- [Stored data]
________________
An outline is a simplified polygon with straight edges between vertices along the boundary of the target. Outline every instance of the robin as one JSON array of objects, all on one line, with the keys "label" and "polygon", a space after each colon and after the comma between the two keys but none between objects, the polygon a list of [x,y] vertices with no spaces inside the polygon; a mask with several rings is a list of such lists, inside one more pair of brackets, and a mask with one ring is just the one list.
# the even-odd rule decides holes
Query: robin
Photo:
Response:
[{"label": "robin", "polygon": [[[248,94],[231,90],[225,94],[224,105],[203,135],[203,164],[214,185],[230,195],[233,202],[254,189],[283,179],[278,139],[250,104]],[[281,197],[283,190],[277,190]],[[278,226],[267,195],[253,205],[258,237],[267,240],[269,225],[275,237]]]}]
________________
For this task, print the records again exactly as they appear.

An outline is a simplified polygon with straight edges between vertices along the boundary of the target. Outline every instance of the robin as one JSON array of objects, all on one line, with the keys "label" and "polygon", a space after each colon and after the comma between the two keys but none between objects, the polygon a list of [x,y] vertices with no spaces inside the polygon; a mask with several rings is a list of such lists, inside one more pair of brackets, and a mask with one ring is just the one list.
# the even-odd rule decides holes
Query: robin
Photo:
Response:
[{"label": "robin", "polygon": [[[248,94],[231,90],[225,94],[224,105],[203,135],[203,164],[214,185],[230,195],[233,202],[254,189],[283,179],[278,139],[250,104]],[[281,197],[283,190],[277,190]],[[278,226],[267,195],[253,205],[258,237],[267,240],[269,225],[275,237]]]}]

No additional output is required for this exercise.